● **Source records**
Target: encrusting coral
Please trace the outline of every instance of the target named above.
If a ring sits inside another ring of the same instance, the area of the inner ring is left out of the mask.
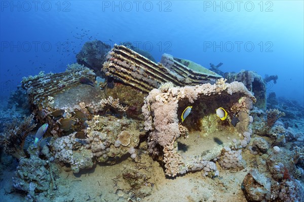
[[[284,112],[279,111],[277,109],[268,110],[266,111],[266,114],[267,114],[267,125],[270,128],[273,126],[280,117],[285,116]]]
[[[15,119],[7,124],[5,132],[0,136],[0,144],[3,145],[5,152],[19,159],[25,157],[23,145],[26,136],[34,129],[36,124],[33,123],[32,115],[23,120]]]
[[[196,167],[198,168],[194,169],[193,168],[194,162],[193,160],[185,162],[178,153],[176,140],[182,134],[184,137],[187,134],[187,130],[179,126],[178,114],[181,113],[181,109],[184,107],[183,106],[192,105],[193,111],[201,112],[197,112],[197,115],[192,115],[192,118],[187,118],[185,122],[184,122],[183,125],[188,126],[189,125],[187,122],[194,123],[194,124],[200,122],[195,120],[195,118],[198,120],[203,117],[207,117],[204,118],[206,119],[208,117],[215,118],[215,111],[219,105],[222,105],[231,114],[232,117],[229,119],[232,118],[234,114],[234,116],[239,116],[240,112],[243,112],[244,115],[240,117],[241,121],[237,124],[235,129],[228,123],[222,122],[227,123],[226,124],[230,126],[227,129],[232,131],[242,129],[239,130],[239,132],[243,134],[243,139],[240,140],[239,146],[238,146],[241,148],[246,146],[250,141],[252,131],[248,127],[251,122],[248,113],[254,101],[254,97],[242,83],[226,83],[223,79],[218,80],[213,85],[207,83],[195,86],[173,87],[168,89],[166,92],[154,89],[145,98],[145,104],[142,109],[145,119],[145,129],[149,133],[148,150],[154,155],[163,154],[166,174],[168,176],[175,176],[188,171],[204,170],[205,163],[209,162],[198,160],[196,164],[199,162],[199,164]],[[237,104],[239,105],[236,107]],[[208,107],[205,108],[204,105]],[[242,118],[242,116],[244,118]],[[212,124],[212,123],[209,123]],[[220,127],[225,127],[220,126],[220,124],[222,124],[221,123],[216,124],[219,124]],[[192,127],[193,128],[195,126]],[[220,153],[221,150],[221,148],[219,149],[218,152]]]

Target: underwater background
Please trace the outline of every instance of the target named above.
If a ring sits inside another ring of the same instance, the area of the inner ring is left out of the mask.
[[[302,1],[0,1],[0,201],[304,201]]]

● **Exercise prompt**
Copy out every line of the items above word for word, but leave out the pictures.

● **The reply**
Target: encrusting coral
Please trace the outline of every instance of the target named above.
If a ring sits inside another ring of the same instance, the area of the inner ring is left out of the mask.
[[[284,112],[279,111],[277,109],[268,110],[266,111],[266,114],[267,114],[267,125],[270,128],[273,126],[280,117],[285,116]]]
[[[15,119],[7,124],[5,132],[0,136],[0,144],[3,145],[5,152],[19,159],[25,157],[23,145],[26,136],[34,129],[36,124],[33,123],[32,115],[23,120]]]
[[[196,167],[198,168],[194,169],[193,168],[194,162],[193,160],[185,162],[178,153],[176,140],[182,134],[184,137],[187,134],[187,130],[179,126],[178,114],[181,113],[181,109],[184,107],[183,106],[192,105],[193,111],[201,112],[197,112],[197,115],[192,115],[192,118],[187,118],[185,122],[184,122],[183,125],[188,126],[189,125],[187,122],[194,123],[194,124],[200,122],[195,120],[195,118],[198,120],[203,117],[207,117],[204,118],[206,119],[208,117],[215,118],[215,111],[219,105],[222,105],[231,114],[232,117],[229,119],[232,118],[234,114],[234,116],[239,116],[240,112],[243,112],[244,115],[240,117],[241,121],[237,124],[235,129],[228,123],[222,122],[227,123],[226,124],[230,126],[227,129],[232,131],[242,129],[239,130],[239,132],[243,134],[243,139],[240,140],[239,146],[238,146],[241,148],[246,146],[250,141],[252,131],[248,127],[251,122],[248,113],[254,101],[254,97],[242,83],[226,83],[223,79],[218,80],[213,85],[207,83],[195,86],[173,87],[168,89],[166,92],[154,89],[145,98],[145,104],[142,109],[145,119],[145,129],[149,133],[148,150],[154,155],[163,154],[166,174],[168,176],[175,176],[188,171],[204,170],[205,163],[209,162],[198,160],[196,164],[199,162],[199,164]],[[237,104],[239,105],[236,107]],[[208,107],[205,108],[204,105]],[[242,118],[242,116],[244,118]],[[212,124],[212,123],[209,123]],[[220,127],[225,127],[220,126],[220,124],[222,124],[221,123],[216,124],[219,124]],[[192,127],[193,128],[195,126]],[[220,153],[221,150],[221,148],[219,149],[218,152]]]

Target: underwater background
Please trace the outline of every instance of the target named above.
If a ring sits inside another ring of the same instance, the area of the inner ring is left out of the mask.
[[[302,1],[0,1],[0,201],[304,201]]]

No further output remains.